-- EXCERPT TO READ follows --
Manufacturing improvements apply to HPC

The Strategy Board

My former colleagues at the Broad Institute recently published a marvelous case study. They describe, in a delightfully brisk and jargon-free way, some of the process improvements they used to radically increase the productivity of the genome sequencing pipeline.

This post is about bringing the benefits of their thinking to our high performance computing (HPC) systems.

The fundamental change was to modify the pipeline of work so that instead of each stage “pushing” to the next, stations would “pull” work when they were ready to receive it. This should be familiar to folks who have experience with Kanban. It also overlaps with both Lean and Agile management techniques. My favorite part of the paper is that they applied similar techniques to knowledge work – with similar gains.

The spare text of the manuscript really doesn’t do justice to what we called the “strategy board meeting.” By the time I started attending in 2014 it was a massive thing, with fifty to a hundred people gathering every Wednesday morning. It was standing room only in front of a huge floor-to-ceiling whiteboard covered with brightly colored tape, dry erase writing, and post-it notes. Many of the post-it notes had smaller stickers stuck on them!

Somehow, in an hour or less every week, we would manage to touch on every part of the operation – from blockers in the production pipeline through to experimental R&D.

My favorite part was that it was a living experiment. Some weeks we would arrive to find that the leadership team had completely re-jiggered some part of the board – or the entire thing. They would explain what they were trying to do and how they hoped we would use it, and then we would all give it a try together.

I really can’t explain better than the paper itself. It’s 100% worth the read.

The computational analysis pipeline

When I started attending those strategy board meetings in 2014, I was responsible for research computing. This included, among other things, the HPC systems that we used to turn the raw “reads” of DNA sequence into finished data products. This was prior to Broad’s shift to Google’s Cloud Platform, so all of this happened on a large but finite number of computers at a data center in downtown Boston.
-- EXCERPT TO READ concluded --
• [PROBLEM STATEMENT]
In the post about manufacturing improvements applied to HPC, can you repeat the part that opens with the words containing "When I started" and closes with "in downtown Boston."?
-- DATASET follows --
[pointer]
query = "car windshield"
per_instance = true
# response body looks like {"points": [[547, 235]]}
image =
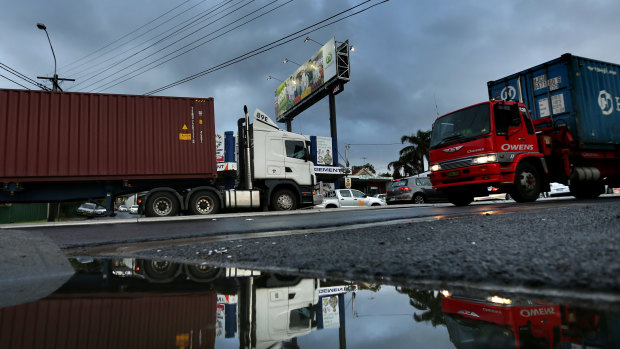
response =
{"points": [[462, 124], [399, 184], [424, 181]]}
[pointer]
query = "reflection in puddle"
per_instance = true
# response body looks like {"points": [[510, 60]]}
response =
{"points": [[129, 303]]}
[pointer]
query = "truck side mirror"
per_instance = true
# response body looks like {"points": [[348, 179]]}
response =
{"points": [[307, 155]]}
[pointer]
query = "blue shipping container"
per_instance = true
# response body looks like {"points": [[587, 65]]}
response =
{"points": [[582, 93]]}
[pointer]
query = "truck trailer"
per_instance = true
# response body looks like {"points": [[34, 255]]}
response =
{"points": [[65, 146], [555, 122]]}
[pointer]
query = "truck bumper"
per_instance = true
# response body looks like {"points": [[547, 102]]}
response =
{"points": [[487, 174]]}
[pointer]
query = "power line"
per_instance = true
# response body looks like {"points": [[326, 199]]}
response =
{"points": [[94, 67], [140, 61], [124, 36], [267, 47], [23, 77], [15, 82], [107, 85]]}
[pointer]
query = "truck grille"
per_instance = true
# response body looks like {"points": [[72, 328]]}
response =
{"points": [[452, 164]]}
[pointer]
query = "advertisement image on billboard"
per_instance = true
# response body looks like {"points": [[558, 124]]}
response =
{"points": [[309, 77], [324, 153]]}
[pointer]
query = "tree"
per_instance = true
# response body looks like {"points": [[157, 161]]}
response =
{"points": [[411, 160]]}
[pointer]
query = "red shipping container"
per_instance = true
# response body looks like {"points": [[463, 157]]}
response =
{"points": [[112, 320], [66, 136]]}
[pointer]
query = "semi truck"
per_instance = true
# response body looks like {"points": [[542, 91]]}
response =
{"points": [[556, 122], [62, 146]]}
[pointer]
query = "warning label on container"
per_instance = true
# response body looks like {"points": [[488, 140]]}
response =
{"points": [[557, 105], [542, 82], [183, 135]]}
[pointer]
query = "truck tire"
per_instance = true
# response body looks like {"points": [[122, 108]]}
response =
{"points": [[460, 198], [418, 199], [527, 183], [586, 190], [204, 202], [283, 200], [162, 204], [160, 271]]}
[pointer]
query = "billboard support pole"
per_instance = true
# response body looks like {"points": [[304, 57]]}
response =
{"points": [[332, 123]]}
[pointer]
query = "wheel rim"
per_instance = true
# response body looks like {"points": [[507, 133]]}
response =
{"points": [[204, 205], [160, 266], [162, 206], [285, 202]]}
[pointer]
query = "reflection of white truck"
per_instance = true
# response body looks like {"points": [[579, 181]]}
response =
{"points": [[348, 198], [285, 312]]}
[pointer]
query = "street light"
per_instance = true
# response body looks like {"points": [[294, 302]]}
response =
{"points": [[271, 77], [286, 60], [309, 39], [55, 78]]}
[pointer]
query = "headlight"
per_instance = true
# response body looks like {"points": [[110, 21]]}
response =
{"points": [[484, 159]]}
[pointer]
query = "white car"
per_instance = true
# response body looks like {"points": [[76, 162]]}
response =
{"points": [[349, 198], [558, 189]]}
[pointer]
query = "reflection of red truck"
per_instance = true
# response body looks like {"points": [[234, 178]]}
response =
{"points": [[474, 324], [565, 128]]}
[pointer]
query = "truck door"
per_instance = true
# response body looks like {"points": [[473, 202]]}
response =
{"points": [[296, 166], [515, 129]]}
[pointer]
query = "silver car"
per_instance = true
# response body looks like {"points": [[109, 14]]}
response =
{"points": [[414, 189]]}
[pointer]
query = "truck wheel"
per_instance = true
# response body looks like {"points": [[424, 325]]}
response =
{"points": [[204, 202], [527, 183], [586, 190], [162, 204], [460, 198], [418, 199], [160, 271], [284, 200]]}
-- DATASET concluded --
• [EXERCISE SOLUTION]
When I started attending those strategy board meetings in 2014, I was responsible for research computing. This included, among other things, the HPC systems that we used to turn the raw “reads” of DNA sequence into finished data products. This was prior to Broad’s shift to Google’s Cloud Platform, so all of this happened on a large but finite number of computers at a data center in downtown Boston.